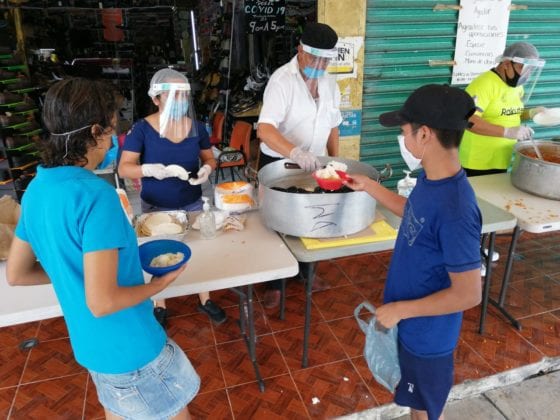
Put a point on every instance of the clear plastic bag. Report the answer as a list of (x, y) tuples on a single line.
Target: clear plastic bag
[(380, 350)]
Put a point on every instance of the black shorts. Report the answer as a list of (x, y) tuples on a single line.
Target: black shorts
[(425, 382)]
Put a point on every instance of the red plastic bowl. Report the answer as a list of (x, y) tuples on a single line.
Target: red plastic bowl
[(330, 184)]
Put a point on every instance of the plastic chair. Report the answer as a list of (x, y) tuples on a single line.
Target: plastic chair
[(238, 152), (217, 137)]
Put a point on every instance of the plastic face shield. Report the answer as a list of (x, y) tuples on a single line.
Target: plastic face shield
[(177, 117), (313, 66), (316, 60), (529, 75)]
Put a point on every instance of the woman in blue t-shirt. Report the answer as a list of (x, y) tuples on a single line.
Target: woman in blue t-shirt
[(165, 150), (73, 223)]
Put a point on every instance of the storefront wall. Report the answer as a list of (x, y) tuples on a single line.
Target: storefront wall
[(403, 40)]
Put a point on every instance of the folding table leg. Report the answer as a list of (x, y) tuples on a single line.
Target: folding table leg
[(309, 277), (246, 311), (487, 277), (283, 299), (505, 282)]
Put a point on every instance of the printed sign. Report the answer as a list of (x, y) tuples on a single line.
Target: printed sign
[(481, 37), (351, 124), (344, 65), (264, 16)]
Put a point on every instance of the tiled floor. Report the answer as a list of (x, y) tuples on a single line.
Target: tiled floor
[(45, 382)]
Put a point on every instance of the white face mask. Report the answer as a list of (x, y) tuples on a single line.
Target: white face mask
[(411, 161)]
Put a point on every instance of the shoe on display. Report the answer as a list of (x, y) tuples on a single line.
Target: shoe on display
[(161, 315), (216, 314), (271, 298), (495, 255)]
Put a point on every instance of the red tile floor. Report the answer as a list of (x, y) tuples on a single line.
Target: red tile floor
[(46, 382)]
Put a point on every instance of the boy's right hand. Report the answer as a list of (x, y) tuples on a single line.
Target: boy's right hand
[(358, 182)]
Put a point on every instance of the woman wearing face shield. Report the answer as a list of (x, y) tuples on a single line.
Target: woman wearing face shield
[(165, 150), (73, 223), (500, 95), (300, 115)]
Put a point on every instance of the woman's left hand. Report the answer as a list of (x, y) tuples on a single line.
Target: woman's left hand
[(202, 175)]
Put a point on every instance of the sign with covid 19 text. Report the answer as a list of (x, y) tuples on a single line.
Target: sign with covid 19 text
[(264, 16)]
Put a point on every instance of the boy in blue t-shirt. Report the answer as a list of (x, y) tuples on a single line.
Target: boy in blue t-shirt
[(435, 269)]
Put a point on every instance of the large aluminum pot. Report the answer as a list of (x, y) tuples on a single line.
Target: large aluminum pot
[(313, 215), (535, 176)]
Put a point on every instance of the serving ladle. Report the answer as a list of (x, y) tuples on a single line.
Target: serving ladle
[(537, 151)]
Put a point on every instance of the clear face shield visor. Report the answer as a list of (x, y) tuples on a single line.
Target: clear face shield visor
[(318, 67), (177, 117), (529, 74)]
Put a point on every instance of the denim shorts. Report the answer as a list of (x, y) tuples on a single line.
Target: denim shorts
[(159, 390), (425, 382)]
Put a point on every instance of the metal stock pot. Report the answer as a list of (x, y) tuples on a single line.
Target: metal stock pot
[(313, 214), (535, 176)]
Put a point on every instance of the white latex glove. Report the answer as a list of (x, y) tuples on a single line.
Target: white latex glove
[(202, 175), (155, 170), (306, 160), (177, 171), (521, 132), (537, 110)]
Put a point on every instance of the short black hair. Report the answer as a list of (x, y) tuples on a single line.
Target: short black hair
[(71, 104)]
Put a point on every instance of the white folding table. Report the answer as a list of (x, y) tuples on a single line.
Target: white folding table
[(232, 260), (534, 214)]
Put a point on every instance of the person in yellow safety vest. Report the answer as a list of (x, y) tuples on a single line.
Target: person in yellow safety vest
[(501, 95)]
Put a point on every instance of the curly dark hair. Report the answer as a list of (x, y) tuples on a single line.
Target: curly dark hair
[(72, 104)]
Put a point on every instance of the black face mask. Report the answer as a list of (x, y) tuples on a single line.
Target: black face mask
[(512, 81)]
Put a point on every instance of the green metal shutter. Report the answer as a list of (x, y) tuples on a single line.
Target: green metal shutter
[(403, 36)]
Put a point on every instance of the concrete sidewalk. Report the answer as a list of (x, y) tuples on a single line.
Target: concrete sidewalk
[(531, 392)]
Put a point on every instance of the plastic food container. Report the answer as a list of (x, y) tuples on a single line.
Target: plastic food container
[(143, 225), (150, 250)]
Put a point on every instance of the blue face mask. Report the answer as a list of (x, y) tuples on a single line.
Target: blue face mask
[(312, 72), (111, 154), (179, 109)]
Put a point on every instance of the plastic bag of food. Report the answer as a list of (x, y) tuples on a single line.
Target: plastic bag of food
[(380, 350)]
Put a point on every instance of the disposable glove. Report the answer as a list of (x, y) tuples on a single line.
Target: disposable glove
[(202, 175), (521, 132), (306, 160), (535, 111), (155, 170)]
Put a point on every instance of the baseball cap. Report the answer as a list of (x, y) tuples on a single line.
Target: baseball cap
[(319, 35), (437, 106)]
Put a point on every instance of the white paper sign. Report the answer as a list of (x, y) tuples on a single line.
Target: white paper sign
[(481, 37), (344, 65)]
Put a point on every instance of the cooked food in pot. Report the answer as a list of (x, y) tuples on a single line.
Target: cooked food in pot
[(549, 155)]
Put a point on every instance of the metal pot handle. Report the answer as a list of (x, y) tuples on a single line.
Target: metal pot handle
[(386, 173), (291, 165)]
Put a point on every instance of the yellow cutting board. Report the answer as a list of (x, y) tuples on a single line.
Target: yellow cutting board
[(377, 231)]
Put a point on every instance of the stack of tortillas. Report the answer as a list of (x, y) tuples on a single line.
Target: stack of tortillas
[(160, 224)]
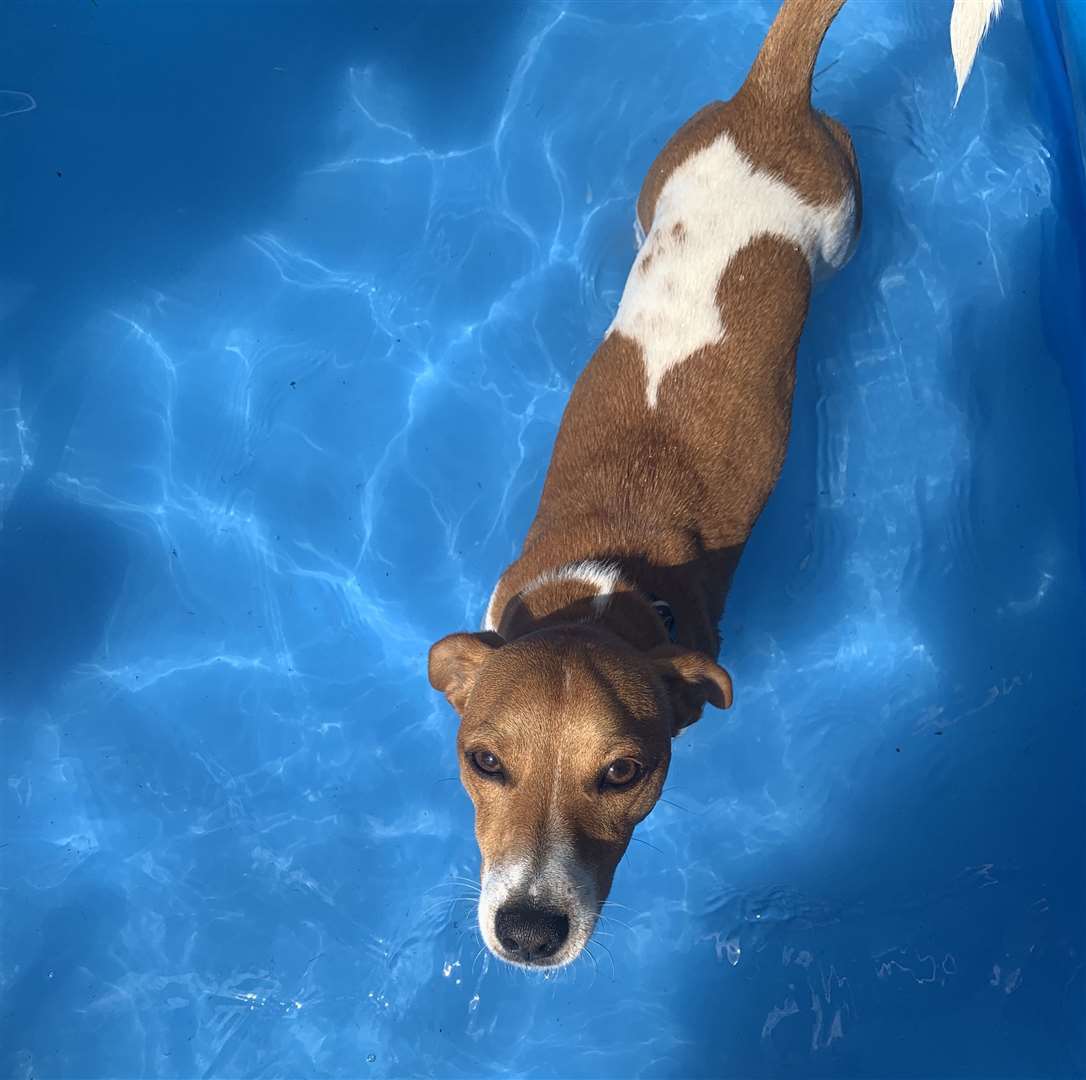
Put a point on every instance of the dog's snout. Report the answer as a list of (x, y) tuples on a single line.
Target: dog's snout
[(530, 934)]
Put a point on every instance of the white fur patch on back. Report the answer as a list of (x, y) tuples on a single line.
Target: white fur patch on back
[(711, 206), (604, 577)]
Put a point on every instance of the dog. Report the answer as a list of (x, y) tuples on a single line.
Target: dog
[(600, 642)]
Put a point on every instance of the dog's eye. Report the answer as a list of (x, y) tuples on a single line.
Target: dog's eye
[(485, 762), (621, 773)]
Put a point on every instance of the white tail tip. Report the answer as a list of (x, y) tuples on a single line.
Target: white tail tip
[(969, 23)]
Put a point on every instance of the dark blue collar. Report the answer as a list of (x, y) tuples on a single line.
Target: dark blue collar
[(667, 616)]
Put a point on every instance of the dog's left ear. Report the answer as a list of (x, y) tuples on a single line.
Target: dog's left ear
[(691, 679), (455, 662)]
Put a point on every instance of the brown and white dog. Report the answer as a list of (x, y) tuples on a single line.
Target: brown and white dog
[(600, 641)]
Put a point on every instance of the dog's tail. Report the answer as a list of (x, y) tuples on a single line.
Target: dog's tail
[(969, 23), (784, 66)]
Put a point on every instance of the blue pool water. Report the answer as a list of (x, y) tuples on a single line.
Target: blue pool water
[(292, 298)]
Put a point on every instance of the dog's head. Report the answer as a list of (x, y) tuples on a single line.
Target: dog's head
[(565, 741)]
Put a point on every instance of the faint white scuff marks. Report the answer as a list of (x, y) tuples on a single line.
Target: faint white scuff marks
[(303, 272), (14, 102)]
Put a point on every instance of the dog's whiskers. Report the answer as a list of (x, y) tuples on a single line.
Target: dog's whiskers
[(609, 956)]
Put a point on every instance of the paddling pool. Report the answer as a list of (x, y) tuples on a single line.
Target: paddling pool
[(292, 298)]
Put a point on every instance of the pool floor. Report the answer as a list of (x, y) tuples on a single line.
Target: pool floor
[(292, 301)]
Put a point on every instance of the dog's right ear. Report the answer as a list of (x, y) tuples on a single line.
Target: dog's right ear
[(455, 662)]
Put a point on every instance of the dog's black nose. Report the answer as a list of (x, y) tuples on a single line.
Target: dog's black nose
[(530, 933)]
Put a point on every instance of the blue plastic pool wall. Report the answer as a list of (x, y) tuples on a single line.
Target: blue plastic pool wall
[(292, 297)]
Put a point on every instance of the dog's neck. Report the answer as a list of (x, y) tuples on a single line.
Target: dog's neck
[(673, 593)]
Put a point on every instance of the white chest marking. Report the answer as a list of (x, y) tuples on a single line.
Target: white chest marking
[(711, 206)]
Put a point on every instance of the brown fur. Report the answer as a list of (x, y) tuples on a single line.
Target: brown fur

_Set exercise_
Rewrite the lines starting at the one containing "Put a point on every instance of the pool" and ending at the one containing "[(711, 206)]", replacing "neck" with "throat" and leaving everything else the same.

_Solution for this problem_
Put a point on every instance of the pool floor. Report the answer as a list of (x, y) tuples on a single line.
Target: pool floor
[(292, 301)]
Put a point on every instance of the dog's right ear. Report the answer as a list of (x, y) tuples on a single line.
Target: dog's right ear
[(455, 662)]
Put a point on every instance of the dog's black nose. Report the answer as a list of (x, y) tuples on a single line.
Target: dog's black nose
[(530, 933)]
Put a point on every instance of the blue plastic pool wall. Report the answer as a list of (x, y) tuples on a single line.
Target: blue plastic pool wall
[(292, 297)]
Put a point on every instance of the dog's throat. Report the answer as a list of (x, y) tuples on a single line.
Target: dog's throat
[(673, 593)]
Put a point on every instance of the white chest marking. Report the answer as a list of (x, y) tuples on a single line.
Target: white chest marking
[(711, 206)]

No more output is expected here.